----- DATA SHOWN

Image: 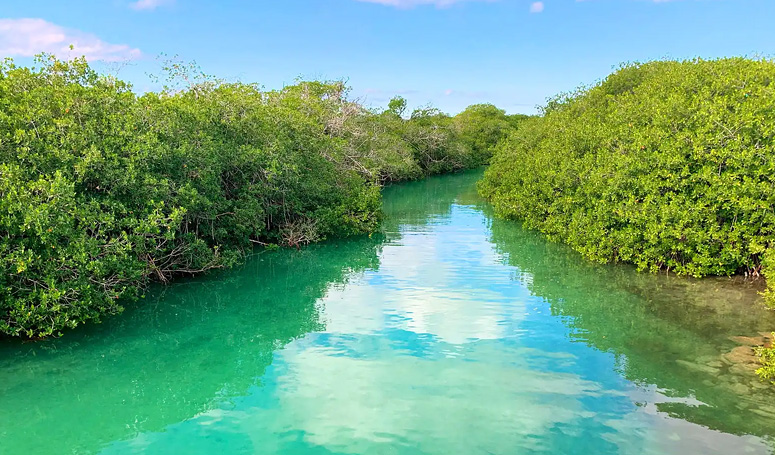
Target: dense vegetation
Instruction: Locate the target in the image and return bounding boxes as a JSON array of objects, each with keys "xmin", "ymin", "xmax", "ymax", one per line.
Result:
[
  {"xmin": 0, "ymin": 55, "xmax": 520, "ymax": 338},
  {"xmin": 479, "ymin": 57, "xmax": 775, "ymax": 382}
]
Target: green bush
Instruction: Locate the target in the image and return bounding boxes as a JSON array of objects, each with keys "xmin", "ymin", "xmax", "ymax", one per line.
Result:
[
  {"xmin": 453, "ymin": 104, "xmax": 529, "ymax": 166},
  {"xmin": 756, "ymin": 334, "xmax": 775, "ymax": 383},
  {"xmin": 762, "ymin": 248, "xmax": 775, "ymax": 306},
  {"xmin": 0, "ymin": 56, "xmax": 511, "ymax": 338},
  {"xmin": 481, "ymin": 57, "xmax": 775, "ymax": 278}
]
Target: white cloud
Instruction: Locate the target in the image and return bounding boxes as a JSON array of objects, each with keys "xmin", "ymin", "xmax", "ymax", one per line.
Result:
[
  {"xmin": 129, "ymin": 0, "xmax": 174, "ymax": 11},
  {"xmin": 355, "ymin": 0, "xmax": 493, "ymax": 8},
  {"xmin": 530, "ymin": 1, "xmax": 544, "ymax": 13},
  {"xmin": 0, "ymin": 18, "xmax": 141, "ymax": 62}
]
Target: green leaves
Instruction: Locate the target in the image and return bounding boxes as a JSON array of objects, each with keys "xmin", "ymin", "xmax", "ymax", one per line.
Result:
[
  {"xmin": 0, "ymin": 55, "xmax": 498, "ymax": 338},
  {"xmin": 482, "ymin": 58, "xmax": 775, "ymax": 280},
  {"xmin": 756, "ymin": 331, "xmax": 775, "ymax": 384}
]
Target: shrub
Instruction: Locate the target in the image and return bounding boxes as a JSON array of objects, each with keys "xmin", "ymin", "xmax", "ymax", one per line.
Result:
[
  {"xmin": 453, "ymin": 104, "xmax": 528, "ymax": 166},
  {"xmin": 481, "ymin": 57, "xmax": 775, "ymax": 278},
  {"xmin": 762, "ymin": 248, "xmax": 775, "ymax": 308},
  {"xmin": 0, "ymin": 55, "xmax": 506, "ymax": 338},
  {"xmin": 756, "ymin": 334, "xmax": 775, "ymax": 383}
]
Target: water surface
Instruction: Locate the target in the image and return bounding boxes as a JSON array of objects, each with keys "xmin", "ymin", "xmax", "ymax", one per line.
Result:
[{"xmin": 2, "ymin": 170, "xmax": 775, "ymax": 454}]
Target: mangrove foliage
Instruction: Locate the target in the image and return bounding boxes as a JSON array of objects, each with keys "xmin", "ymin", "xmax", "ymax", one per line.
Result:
[{"xmin": 0, "ymin": 55, "xmax": 521, "ymax": 338}]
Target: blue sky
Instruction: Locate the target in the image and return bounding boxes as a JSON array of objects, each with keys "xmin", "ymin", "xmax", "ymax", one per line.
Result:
[{"xmin": 1, "ymin": 0, "xmax": 774, "ymax": 114}]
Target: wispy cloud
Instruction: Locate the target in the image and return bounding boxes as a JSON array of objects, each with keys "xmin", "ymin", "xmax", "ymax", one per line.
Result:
[
  {"xmin": 0, "ymin": 18, "xmax": 141, "ymax": 62},
  {"xmin": 129, "ymin": 0, "xmax": 174, "ymax": 11},
  {"xmin": 530, "ymin": 1, "xmax": 544, "ymax": 12},
  {"xmin": 354, "ymin": 0, "xmax": 494, "ymax": 8}
]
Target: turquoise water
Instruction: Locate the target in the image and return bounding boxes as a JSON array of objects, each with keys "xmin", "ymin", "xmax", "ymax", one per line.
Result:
[{"xmin": 2, "ymin": 170, "xmax": 775, "ymax": 454}]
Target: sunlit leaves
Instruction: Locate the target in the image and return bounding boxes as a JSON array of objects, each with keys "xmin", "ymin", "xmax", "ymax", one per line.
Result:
[
  {"xmin": 0, "ymin": 55, "xmax": 501, "ymax": 338},
  {"xmin": 481, "ymin": 58, "xmax": 775, "ymax": 278}
]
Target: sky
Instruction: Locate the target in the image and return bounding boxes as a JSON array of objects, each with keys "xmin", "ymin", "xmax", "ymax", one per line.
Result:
[{"xmin": 1, "ymin": 0, "xmax": 774, "ymax": 114}]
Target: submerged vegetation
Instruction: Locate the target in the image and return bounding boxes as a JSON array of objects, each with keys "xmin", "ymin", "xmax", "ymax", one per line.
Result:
[
  {"xmin": 0, "ymin": 55, "xmax": 521, "ymax": 338},
  {"xmin": 479, "ymin": 57, "xmax": 775, "ymax": 382}
]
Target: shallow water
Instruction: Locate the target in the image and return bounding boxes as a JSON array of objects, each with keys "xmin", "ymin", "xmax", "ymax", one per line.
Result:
[{"xmin": 2, "ymin": 170, "xmax": 775, "ymax": 454}]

----------

Copy out the lines of the data where the string "cloud" occurs.

**SOLUTION FOR THIS PROBLEM**
Target: white cloud
Target: wispy cloud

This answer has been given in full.